─── Excerpted passage

(Name-mce) ListServ Learning the value of multicultural education

bill at billhowe.org bill at billhowe.org
Mon Nov 13 21:00:35 EST 2006


Posted on Wed, Nov. 08, 2006  

 

COMMENTARY

 

Learning the value of multicultural education

 

By LEWIS DIUGUID

Columnist

 

 

 

Old-school teaching methods don't work with today's children.

 

That was what Reg Weaver told the 21st Annual State Conference of the Kansas
Alliance of Black School Educators. "We can't do for them in 2006 what we
did in 1966," said Weaver, president of the National Education Association.

 

"You can holler and scream at these kids, and they will holler and scream at
you," he said last month at the Ewing Marion Kauffman Foundation. "You have
to have a different way of working with them in order to get their
attention."

 

Multicultural education is the key, enabling educators to reach today's
kids. I've heard speakers at multicultural education conferences in
Missouri, Connecticut and Kansas talk of transforming schools from
Eurocentric environments to inclusiveness. I've seen it work.

 

I hope to learn more this week at the National Association for Multicultural
Education conference in Phoenix. Paul Gorski, who spoke at the Michael
Tilford Conference on Diversity and Multiculturalism this fall at Wichita
State University, said the civil-rights movement helped promote
multicultural education.

 

It introduces a growing minority population of students to people who look
like them and whose contributions helped shape America. "Diversity and
multicultural education cannot be just simply an academic interest," Gorski
said.

 

"This is about creating a learning environment where all people feel
welcomed and affirmed so barriers of racism and sexism and access are
eliminated," said Gorski, an assistant professor in the graduate school of
education at Hamline University. "Making some small change in curriculum is
not enough. It's about shifts in consciousness so it informs shifts in
practice. Students deserve the best."

──────

● Required work: List every conference that the multicultural education column mentions by name.

─── Extracted information

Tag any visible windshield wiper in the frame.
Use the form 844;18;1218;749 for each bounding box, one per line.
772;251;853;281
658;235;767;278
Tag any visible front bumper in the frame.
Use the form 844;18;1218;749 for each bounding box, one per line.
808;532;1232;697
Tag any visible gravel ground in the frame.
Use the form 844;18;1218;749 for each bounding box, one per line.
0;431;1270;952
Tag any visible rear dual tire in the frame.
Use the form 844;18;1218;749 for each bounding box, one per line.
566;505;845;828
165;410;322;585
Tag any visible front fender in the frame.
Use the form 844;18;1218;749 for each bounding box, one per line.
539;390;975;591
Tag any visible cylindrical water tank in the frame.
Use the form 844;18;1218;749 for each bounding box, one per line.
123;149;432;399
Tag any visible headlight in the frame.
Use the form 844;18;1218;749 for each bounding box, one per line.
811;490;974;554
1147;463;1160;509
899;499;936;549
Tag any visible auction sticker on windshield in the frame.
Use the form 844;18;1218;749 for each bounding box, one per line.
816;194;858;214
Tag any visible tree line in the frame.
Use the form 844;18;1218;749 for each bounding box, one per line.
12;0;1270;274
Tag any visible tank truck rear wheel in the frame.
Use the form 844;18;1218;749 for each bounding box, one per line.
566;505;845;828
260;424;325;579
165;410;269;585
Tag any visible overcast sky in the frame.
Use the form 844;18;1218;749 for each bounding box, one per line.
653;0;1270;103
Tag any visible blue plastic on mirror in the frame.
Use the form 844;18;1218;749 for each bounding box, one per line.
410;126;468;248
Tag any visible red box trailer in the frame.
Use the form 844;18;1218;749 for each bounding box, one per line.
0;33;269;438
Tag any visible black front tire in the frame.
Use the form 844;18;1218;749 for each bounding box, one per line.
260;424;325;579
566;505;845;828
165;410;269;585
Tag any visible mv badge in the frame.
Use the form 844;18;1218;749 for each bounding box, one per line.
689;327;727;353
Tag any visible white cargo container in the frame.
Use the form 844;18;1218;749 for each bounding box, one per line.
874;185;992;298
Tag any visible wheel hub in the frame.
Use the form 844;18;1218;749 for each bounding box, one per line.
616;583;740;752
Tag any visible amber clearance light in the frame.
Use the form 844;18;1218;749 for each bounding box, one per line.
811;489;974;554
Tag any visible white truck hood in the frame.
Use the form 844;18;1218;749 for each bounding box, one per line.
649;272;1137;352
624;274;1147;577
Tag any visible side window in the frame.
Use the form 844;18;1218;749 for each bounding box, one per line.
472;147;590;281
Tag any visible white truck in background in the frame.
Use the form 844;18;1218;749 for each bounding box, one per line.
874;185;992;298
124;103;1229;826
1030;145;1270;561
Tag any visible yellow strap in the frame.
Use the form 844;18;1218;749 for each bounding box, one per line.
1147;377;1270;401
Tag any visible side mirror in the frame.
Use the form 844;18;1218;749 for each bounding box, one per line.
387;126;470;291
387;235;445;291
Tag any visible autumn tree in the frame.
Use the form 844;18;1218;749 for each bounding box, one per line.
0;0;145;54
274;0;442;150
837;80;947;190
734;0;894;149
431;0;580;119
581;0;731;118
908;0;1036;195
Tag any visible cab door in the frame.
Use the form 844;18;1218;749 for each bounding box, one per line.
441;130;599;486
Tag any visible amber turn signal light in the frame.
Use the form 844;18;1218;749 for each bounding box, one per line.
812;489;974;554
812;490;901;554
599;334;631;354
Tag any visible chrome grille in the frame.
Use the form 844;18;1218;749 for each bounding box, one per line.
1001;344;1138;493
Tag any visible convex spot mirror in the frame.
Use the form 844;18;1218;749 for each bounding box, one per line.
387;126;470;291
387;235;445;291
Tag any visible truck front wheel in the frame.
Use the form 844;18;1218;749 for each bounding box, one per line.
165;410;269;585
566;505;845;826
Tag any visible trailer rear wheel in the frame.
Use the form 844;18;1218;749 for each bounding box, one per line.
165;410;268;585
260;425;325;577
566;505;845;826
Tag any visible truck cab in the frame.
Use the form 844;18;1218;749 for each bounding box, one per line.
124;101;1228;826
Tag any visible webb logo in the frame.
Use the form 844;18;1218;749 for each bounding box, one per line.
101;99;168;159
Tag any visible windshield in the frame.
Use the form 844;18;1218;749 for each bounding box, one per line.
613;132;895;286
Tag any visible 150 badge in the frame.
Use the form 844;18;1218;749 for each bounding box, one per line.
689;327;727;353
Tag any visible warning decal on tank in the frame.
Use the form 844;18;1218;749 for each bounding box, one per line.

──────

● Output of the task:
- 21st Annual State Conference of the Kansas Alliance of Black School Educators
- National Association for Multicultural Education conference
- Michael Tilford Conference on Diversity and Multiculturalism